Given instruction:
Update the listing below by replacing "photograph" with "image" wherever it occurs, keeping all other text unchanged. Leave the pictures out of your answer.

Location annotation dataset excerpts
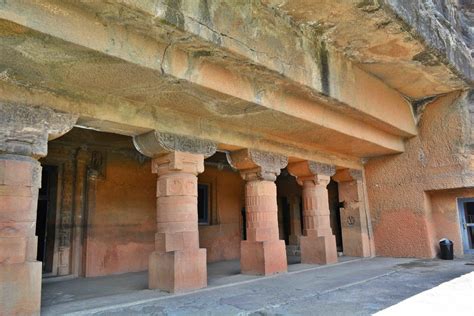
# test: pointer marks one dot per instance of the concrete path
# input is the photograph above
(359, 287)
(454, 297)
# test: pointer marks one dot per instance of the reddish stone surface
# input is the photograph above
(222, 237)
(120, 236)
(318, 245)
(20, 274)
(262, 253)
(177, 264)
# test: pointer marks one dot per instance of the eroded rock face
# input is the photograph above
(447, 26)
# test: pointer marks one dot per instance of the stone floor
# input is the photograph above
(351, 287)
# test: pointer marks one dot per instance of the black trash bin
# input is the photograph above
(446, 249)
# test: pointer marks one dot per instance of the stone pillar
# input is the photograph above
(318, 244)
(295, 221)
(355, 220)
(24, 134)
(177, 264)
(263, 253)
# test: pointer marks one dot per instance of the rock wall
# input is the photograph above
(406, 191)
(446, 25)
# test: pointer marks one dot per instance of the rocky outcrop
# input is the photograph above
(447, 26)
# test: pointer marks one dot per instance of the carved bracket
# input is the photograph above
(154, 144)
(257, 165)
(311, 170)
(348, 175)
(27, 129)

Task result:
# test: pointer marks one dot per instance of the concrete path
# input is the image above
(359, 287)
(454, 297)
# test: pointer marks one dot per instance of the reddish stone surface
# input is the image above
(222, 237)
(120, 236)
(318, 245)
(20, 274)
(262, 253)
(177, 264)
# test: pointer marks one dot per instance of the eroded rock face
# input is the image above
(447, 26)
# test: pointer marks one dot per instance of the stone floor
# input is the image above
(351, 287)
# test: pointer marks one dot per instance of the black trash bin
# input is the image above
(446, 249)
# test: pointer marks one dot per instance of the stone pillar
# input is the image above
(318, 244)
(295, 221)
(355, 220)
(24, 134)
(177, 264)
(263, 253)
# test: pointer marks one dot per instance of the rock wall
# input is the image above
(406, 191)
(446, 25)
# test: pointer marks one dot per instance of the rocky outcrop
# input is the image above
(447, 26)
# test: pointer marks one dot per instance of the carved bracket
# input is the image above
(154, 144)
(257, 165)
(311, 170)
(348, 175)
(27, 129)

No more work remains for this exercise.